What you are asked to do
Repeat the rows verbatim, starting at the beginning of the rows and ending at the line containing "505 203 L 498", both ends included, and omit the pictures from your answer.
══════════
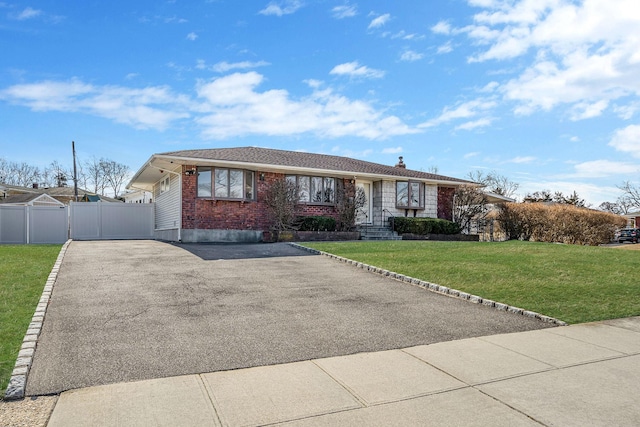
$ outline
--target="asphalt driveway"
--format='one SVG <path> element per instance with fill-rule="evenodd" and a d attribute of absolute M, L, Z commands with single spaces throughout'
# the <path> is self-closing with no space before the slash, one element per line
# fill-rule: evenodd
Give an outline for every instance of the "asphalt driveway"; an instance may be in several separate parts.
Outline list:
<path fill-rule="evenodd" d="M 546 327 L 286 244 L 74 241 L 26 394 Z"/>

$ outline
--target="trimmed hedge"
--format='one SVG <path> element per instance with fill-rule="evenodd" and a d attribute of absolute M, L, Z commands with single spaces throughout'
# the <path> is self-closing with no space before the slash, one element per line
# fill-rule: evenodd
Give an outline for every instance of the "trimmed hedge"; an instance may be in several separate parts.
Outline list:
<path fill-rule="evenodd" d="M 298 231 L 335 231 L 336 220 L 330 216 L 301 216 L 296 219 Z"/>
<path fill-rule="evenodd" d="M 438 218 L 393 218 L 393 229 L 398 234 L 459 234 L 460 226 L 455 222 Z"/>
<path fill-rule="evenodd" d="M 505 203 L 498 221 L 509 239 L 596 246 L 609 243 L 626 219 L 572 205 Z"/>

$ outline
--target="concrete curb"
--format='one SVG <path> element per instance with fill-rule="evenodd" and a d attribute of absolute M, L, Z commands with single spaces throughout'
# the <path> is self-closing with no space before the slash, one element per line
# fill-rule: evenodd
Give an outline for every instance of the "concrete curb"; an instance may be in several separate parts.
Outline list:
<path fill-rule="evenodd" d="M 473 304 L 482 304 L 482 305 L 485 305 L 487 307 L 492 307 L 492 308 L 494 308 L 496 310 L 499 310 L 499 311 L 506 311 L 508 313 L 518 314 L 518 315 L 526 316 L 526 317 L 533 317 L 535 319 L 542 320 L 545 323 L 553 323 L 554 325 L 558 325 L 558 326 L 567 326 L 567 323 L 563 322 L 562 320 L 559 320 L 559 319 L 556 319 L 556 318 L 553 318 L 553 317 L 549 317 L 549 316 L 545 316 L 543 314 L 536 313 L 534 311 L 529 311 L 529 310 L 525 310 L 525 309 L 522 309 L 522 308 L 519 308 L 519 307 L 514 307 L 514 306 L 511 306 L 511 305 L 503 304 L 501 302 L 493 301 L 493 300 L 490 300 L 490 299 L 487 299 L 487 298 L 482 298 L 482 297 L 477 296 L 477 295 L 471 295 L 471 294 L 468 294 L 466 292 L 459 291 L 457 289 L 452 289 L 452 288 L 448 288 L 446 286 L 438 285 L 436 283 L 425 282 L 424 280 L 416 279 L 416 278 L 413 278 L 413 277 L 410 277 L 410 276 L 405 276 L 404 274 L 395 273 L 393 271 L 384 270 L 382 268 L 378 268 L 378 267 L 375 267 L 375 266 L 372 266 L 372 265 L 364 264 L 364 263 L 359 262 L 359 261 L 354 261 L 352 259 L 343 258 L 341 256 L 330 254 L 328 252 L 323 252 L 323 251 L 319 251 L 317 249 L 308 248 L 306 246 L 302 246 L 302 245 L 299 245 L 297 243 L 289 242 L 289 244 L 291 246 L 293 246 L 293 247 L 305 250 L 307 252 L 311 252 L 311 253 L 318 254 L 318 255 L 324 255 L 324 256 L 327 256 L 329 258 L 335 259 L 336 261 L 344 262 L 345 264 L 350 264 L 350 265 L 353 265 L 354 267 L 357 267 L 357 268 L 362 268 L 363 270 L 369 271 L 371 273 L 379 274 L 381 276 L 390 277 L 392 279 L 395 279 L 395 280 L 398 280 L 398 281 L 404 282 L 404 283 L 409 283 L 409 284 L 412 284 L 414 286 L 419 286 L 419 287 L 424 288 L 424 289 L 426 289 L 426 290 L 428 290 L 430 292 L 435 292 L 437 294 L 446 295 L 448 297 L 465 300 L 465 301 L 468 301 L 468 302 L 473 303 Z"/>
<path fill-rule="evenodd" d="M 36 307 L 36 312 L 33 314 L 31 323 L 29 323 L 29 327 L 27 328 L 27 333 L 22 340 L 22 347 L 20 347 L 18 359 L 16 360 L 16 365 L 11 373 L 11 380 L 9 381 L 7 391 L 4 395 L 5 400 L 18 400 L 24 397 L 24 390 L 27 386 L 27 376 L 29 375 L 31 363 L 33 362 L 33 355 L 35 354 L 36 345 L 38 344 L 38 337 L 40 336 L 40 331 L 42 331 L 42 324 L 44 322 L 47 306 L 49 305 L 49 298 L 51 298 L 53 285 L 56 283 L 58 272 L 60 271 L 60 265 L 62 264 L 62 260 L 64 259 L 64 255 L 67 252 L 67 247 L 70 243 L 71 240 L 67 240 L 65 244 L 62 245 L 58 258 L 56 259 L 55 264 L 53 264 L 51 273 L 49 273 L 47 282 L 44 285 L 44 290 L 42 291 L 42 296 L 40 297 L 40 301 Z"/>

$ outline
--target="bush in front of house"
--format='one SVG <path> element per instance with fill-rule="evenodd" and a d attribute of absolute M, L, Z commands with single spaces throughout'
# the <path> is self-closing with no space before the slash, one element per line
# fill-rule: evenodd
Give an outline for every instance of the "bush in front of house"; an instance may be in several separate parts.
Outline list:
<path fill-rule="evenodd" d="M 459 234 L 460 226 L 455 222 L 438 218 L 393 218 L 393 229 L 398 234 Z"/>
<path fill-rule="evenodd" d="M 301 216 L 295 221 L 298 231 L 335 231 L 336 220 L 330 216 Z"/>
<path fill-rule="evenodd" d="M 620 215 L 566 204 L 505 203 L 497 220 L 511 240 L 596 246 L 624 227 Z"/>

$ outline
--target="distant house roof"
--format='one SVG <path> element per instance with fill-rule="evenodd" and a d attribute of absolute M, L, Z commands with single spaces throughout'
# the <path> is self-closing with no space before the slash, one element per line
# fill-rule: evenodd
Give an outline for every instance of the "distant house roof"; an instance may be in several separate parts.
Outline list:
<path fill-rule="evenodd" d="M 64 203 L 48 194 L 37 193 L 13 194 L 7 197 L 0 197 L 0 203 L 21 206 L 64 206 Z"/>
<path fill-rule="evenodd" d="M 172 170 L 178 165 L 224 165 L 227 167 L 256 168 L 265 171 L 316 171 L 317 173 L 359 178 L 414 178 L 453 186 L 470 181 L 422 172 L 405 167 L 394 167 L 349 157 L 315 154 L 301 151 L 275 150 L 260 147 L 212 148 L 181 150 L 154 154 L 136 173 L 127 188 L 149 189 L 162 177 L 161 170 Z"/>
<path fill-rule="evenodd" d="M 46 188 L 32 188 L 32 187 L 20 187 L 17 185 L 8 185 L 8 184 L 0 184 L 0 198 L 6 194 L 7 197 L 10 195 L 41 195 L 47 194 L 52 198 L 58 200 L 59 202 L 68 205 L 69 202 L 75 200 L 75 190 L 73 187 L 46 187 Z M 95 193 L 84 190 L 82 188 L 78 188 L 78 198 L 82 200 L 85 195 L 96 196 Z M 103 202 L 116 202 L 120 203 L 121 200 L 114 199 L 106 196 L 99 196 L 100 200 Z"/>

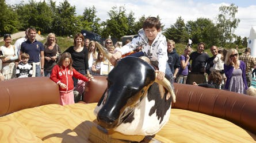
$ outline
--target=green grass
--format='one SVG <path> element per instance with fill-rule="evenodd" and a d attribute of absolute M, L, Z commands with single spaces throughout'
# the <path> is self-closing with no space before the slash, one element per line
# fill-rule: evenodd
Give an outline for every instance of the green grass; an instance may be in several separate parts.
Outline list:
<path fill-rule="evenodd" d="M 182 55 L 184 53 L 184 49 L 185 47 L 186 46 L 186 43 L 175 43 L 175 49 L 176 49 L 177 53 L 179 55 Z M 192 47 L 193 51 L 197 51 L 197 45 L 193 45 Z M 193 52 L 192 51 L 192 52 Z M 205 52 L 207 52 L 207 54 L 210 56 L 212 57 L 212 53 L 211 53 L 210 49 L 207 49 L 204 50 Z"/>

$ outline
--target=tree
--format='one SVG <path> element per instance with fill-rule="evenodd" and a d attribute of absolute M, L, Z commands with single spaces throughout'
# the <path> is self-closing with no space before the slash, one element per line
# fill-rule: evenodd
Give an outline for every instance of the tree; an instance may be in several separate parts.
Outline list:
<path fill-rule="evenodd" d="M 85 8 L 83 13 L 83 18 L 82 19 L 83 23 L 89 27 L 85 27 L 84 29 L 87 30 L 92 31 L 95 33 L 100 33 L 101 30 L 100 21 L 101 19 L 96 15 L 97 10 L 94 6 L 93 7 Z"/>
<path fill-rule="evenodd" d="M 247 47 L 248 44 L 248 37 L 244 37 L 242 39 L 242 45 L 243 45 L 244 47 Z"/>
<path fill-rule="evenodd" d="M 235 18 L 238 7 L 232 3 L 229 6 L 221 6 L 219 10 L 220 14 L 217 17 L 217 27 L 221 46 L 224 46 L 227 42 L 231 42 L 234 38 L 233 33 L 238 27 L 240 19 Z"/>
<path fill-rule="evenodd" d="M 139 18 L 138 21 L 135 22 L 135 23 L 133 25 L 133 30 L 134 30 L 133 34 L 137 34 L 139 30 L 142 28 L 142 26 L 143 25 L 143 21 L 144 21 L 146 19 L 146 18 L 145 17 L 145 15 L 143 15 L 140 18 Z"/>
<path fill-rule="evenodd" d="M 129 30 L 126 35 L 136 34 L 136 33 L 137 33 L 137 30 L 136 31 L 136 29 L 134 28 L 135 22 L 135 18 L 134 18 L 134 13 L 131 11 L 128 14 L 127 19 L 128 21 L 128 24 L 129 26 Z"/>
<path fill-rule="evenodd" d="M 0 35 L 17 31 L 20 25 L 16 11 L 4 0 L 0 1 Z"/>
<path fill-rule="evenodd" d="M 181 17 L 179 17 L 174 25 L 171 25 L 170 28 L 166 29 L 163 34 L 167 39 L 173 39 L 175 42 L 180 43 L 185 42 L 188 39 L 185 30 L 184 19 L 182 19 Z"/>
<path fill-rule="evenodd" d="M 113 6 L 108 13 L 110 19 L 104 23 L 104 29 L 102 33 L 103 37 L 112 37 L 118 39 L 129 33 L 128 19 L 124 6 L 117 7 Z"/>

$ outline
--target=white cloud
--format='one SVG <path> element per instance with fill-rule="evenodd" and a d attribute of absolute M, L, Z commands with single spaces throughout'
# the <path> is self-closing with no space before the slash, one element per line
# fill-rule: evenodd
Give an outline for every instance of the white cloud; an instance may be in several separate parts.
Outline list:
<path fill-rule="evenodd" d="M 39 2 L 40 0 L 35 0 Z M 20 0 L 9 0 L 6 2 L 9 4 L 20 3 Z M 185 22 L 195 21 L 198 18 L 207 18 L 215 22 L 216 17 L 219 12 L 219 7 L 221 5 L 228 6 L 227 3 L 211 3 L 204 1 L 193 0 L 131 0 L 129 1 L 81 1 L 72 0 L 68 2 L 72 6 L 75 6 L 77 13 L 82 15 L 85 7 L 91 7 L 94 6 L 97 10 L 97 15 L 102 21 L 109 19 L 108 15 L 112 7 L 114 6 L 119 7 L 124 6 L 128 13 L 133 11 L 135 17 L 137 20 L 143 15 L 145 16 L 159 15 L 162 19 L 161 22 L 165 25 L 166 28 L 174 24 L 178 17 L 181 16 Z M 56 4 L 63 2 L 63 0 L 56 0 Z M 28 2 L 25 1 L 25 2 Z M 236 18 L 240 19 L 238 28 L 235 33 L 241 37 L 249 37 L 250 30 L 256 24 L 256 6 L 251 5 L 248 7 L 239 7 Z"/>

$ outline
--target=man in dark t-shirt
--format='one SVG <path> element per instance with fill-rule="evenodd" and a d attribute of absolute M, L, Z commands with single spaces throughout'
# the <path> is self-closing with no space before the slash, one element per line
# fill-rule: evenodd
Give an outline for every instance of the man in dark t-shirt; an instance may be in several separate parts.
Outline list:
══════════
Task solution
$ outline
--target="asphalt driveway"
--format='one SVG <path> element per instance with fill-rule="evenodd" and a d attribute of absolute M, L, Z commands with single spaces throughout'
# the <path> is self-closing with no space before the slash, one element per line
# fill-rule: evenodd
Give an outline for every instance of the "asphalt driveway"; an instance may be in several separate parts.
Outline list:
<path fill-rule="evenodd" d="M 546 327 L 286 244 L 74 241 L 26 394 Z"/>

$ outline
--target="trimmed hedge"
--format='one SVG <path> element per instance with fill-rule="evenodd" and a d attribute of absolute M, L, Z commands with single spaces throughout'
# the <path> is self-closing with no space before the slash, one element per line
# fill-rule: evenodd
Give an outline for every instance of the "trimmed hedge"; an instance may be in several separate parts.
Outline list:
<path fill-rule="evenodd" d="M 298 231 L 335 231 L 336 220 L 330 216 L 301 216 L 296 219 Z"/>
<path fill-rule="evenodd" d="M 438 218 L 393 218 L 393 229 L 398 234 L 459 234 L 460 226 L 455 222 Z"/>
<path fill-rule="evenodd" d="M 505 203 L 498 221 L 509 239 L 596 246 L 609 243 L 626 219 L 572 205 Z"/>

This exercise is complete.